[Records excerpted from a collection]
★ ★ ★ ★ ★

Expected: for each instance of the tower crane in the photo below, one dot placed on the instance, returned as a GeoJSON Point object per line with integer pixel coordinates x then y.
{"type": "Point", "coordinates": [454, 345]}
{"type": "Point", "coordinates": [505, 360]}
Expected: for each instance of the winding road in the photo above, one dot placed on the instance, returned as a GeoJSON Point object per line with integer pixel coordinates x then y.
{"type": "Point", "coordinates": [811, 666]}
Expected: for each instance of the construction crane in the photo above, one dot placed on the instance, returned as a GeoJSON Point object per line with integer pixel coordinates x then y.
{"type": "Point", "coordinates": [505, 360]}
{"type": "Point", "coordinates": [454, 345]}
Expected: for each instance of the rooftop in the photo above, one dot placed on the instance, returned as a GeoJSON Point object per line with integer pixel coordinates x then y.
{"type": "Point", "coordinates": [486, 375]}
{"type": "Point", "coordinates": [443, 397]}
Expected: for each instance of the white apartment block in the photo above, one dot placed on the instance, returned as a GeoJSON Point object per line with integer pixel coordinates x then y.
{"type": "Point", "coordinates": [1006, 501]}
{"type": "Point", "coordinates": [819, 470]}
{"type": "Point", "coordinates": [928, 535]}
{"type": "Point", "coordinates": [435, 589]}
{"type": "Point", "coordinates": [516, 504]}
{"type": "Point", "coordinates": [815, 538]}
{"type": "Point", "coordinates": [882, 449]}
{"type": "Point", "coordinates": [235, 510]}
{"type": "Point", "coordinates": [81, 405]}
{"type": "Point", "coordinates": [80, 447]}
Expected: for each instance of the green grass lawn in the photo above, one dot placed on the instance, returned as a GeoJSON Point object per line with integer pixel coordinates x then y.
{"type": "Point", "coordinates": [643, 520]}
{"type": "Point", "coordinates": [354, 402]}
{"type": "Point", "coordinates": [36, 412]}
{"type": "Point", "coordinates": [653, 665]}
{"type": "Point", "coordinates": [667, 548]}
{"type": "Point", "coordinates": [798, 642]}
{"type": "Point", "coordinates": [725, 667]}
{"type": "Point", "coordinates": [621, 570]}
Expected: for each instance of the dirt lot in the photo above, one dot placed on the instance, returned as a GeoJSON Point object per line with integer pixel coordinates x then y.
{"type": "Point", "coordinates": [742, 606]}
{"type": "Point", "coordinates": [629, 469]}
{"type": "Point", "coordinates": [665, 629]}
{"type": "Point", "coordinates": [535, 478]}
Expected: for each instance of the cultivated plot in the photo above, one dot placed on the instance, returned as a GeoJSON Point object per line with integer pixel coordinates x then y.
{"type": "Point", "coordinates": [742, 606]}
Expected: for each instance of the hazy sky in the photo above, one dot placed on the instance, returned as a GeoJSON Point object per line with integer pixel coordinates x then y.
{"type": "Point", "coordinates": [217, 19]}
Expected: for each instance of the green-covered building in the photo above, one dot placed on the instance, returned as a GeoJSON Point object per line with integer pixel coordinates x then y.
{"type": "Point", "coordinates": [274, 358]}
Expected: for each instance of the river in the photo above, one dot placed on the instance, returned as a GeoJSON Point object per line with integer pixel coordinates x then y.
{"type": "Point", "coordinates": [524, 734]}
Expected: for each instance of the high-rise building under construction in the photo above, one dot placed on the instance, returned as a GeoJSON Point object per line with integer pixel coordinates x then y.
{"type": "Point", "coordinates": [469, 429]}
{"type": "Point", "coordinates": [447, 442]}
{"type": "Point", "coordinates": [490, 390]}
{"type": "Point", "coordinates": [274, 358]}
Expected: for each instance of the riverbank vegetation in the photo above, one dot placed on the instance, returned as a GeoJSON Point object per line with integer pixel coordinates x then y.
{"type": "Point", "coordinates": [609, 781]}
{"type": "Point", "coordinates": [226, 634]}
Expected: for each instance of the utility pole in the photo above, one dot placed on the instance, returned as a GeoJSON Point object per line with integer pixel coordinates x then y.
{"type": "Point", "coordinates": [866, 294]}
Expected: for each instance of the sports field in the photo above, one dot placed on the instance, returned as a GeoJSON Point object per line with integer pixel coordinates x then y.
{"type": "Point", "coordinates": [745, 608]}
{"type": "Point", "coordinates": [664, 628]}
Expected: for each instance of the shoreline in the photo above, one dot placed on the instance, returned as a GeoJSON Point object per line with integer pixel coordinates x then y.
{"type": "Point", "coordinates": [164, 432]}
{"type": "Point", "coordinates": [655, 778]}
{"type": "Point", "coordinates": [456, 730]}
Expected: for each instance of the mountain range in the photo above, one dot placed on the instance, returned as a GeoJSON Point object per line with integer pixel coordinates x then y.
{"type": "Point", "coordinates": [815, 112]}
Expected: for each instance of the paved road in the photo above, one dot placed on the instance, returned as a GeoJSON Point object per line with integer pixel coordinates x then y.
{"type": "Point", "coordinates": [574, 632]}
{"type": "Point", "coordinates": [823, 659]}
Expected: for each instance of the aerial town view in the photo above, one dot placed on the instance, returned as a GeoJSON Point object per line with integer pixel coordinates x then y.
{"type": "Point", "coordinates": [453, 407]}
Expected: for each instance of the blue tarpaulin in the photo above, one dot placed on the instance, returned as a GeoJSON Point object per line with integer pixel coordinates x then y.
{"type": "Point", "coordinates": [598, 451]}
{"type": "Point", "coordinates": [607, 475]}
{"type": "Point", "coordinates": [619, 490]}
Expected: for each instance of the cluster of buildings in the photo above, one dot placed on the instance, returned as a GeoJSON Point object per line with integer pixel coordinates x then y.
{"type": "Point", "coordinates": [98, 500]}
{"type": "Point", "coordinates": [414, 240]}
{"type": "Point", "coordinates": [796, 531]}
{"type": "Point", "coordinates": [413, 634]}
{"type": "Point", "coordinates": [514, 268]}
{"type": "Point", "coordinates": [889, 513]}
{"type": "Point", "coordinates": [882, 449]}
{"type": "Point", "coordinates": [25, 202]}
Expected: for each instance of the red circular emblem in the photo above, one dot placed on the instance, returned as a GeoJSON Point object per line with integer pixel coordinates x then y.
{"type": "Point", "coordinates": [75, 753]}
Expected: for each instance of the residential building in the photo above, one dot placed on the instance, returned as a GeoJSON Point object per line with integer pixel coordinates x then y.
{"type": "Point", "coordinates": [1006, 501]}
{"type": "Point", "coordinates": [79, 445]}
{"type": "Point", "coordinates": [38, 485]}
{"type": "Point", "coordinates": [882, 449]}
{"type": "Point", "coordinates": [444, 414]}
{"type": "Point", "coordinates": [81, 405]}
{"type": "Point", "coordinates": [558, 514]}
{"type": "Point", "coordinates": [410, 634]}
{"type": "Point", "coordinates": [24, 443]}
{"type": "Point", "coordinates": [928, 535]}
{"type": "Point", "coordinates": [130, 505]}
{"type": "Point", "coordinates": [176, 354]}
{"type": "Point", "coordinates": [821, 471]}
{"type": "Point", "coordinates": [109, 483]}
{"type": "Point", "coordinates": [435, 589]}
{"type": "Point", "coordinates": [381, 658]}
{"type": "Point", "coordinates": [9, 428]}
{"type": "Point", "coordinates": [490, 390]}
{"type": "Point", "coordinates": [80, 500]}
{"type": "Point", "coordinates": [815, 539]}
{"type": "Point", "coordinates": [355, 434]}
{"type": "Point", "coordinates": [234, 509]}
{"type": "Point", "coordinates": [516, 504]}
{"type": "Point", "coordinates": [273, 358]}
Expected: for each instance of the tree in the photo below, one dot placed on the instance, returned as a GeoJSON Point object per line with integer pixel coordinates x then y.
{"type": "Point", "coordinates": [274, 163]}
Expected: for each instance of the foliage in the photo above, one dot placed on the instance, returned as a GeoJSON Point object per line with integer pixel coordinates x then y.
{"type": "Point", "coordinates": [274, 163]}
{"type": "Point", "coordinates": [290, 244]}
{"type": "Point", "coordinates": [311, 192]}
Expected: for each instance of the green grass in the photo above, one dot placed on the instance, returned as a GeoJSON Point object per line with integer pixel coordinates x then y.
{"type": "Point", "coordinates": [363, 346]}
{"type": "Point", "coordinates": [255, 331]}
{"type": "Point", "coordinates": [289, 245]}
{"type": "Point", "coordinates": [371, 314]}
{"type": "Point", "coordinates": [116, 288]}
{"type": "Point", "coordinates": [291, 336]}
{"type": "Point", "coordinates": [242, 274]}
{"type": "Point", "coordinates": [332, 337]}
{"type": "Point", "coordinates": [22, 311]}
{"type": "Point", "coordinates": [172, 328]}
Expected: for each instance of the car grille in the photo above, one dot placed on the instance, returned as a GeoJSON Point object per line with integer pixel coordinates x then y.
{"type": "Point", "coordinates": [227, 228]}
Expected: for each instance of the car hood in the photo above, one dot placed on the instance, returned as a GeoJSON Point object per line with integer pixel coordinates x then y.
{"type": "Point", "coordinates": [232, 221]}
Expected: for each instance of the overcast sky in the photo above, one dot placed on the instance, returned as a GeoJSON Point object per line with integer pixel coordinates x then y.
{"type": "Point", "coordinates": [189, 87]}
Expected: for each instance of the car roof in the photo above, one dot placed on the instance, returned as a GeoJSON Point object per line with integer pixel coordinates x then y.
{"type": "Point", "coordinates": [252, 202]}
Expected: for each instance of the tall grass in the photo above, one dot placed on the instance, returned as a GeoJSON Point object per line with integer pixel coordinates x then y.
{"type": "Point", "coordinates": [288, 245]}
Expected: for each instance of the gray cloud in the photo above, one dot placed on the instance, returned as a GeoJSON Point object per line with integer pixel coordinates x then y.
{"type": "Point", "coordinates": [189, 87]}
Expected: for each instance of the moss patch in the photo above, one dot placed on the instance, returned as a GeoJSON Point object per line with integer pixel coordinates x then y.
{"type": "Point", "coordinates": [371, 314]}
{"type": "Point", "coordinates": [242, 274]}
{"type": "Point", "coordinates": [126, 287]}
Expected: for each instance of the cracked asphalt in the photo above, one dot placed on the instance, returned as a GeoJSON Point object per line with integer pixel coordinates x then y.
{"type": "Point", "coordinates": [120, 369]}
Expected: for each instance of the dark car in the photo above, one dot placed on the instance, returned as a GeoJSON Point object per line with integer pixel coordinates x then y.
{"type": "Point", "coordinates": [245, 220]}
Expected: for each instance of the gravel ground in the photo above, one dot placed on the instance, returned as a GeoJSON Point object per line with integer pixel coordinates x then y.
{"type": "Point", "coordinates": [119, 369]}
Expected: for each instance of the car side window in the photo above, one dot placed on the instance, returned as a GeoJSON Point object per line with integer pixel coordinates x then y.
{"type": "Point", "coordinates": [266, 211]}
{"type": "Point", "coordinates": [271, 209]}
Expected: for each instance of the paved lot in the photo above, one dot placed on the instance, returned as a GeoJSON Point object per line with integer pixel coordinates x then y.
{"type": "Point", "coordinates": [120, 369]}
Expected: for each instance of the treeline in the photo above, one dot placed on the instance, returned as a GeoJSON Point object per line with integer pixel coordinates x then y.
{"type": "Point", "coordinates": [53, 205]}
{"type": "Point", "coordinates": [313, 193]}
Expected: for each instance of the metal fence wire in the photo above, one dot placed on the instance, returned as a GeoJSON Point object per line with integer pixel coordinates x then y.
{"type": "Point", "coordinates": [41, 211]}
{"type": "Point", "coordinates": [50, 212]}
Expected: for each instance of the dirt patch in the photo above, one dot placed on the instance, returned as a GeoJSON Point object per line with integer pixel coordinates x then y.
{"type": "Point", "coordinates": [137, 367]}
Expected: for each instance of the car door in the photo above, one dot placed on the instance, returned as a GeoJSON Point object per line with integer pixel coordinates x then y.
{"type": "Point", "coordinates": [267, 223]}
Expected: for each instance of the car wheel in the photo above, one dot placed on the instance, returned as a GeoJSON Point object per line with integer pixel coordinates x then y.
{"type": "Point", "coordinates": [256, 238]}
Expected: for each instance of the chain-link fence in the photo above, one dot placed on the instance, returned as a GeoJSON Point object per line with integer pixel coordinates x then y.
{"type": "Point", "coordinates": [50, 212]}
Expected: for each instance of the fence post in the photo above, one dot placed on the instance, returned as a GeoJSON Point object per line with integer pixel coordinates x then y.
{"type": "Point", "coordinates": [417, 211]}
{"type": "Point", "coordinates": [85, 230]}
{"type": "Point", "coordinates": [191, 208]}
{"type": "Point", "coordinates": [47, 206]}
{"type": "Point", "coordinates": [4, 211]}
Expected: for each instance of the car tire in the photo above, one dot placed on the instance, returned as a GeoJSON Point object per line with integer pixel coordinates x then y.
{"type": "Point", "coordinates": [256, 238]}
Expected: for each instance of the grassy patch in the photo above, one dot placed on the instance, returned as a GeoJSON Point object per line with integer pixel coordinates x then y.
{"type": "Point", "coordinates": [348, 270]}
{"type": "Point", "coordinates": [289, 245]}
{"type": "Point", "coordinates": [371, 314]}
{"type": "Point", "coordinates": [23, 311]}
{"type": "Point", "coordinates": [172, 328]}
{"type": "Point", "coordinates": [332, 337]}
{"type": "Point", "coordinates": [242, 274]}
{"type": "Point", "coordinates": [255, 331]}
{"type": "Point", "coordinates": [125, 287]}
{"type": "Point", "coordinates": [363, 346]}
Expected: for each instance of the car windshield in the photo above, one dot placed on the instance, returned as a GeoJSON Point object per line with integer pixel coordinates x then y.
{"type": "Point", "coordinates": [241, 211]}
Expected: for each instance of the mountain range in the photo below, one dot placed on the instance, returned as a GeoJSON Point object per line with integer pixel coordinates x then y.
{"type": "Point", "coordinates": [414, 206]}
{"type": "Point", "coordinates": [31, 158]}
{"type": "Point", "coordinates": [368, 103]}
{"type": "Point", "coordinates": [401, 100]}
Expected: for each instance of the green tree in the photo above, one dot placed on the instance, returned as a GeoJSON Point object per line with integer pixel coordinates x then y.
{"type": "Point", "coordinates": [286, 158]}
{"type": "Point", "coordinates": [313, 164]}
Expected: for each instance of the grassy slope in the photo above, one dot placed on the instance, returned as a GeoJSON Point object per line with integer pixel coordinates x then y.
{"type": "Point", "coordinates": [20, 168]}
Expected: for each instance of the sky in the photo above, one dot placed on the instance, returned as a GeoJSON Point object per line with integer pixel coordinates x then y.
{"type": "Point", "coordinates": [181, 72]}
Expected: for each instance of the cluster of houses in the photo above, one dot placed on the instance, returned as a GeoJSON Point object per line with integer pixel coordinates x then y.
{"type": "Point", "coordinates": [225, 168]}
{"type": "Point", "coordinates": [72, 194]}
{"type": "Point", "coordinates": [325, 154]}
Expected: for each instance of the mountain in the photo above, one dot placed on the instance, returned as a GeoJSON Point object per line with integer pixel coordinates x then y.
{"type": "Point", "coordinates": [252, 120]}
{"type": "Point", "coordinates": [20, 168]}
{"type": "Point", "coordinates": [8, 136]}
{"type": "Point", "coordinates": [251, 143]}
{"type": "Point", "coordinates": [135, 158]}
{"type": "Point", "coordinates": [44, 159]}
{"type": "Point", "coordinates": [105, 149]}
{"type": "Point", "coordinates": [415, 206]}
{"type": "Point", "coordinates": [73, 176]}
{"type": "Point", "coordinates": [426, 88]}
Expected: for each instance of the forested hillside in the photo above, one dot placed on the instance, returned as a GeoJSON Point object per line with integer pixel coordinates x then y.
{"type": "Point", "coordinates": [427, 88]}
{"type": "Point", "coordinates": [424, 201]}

★ ★ ★ ★ ★

**EXERCISE REQUIREMENTS:** All lines from the one holding "Expected: for each instance of the sky" through the end of the entries need to be given again exactly. Leave out the others.

**TASK ANSWER:**
Expected: for each instance of the sky in the photo above, one dot placed on the instance, returned as a GeoJSON Point object per line with integer pixel coordinates x then y.
{"type": "Point", "coordinates": [181, 72]}
Expected: for each instance of the cluster of houses in the photo above, one dot placed on the instance, returned as a GeoJSON Point object per line with integer pixel coordinates x then y.
{"type": "Point", "coordinates": [225, 168]}
{"type": "Point", "coordinates": [72, 194]}
{"type": "Point", "coordinates": [325, 154]}
Expected: for each instance of the mountain in the photo above, one dot placed on the instance, returned as a GeoJSON Point object per line with integer pixel coordinates x then y.
{"type": "Point", "coordinates": [252, 120]}
{"type": "Point", "coordinates": [20, 168]}
{"type": "Point", "coordinates": [8, 136]}
{"type": "Point", "coordinates": [251, 143]}
{"type": "Point", "coordinates": [135, 158]}
{"type": "Point", "coordinates": [44, 159]}
{"type": "Point", "coordinates": [105, 149]}
{"type": "Point", "coordinates": [415, 206]}
{"type": "Point", "coordinates": [73, 176]}
{"type": "Point", "coordinates": [426, 88]}
Expected: for each instance of the forested hillside in the photo above, one dot placed on the instance, returned as a GeoJSON Point object per line with integer pixel coordinates x then y.
{"type": "Point", "coordinates": [427, 88]}
{"type": "Point", "coordinates": [424, 201]}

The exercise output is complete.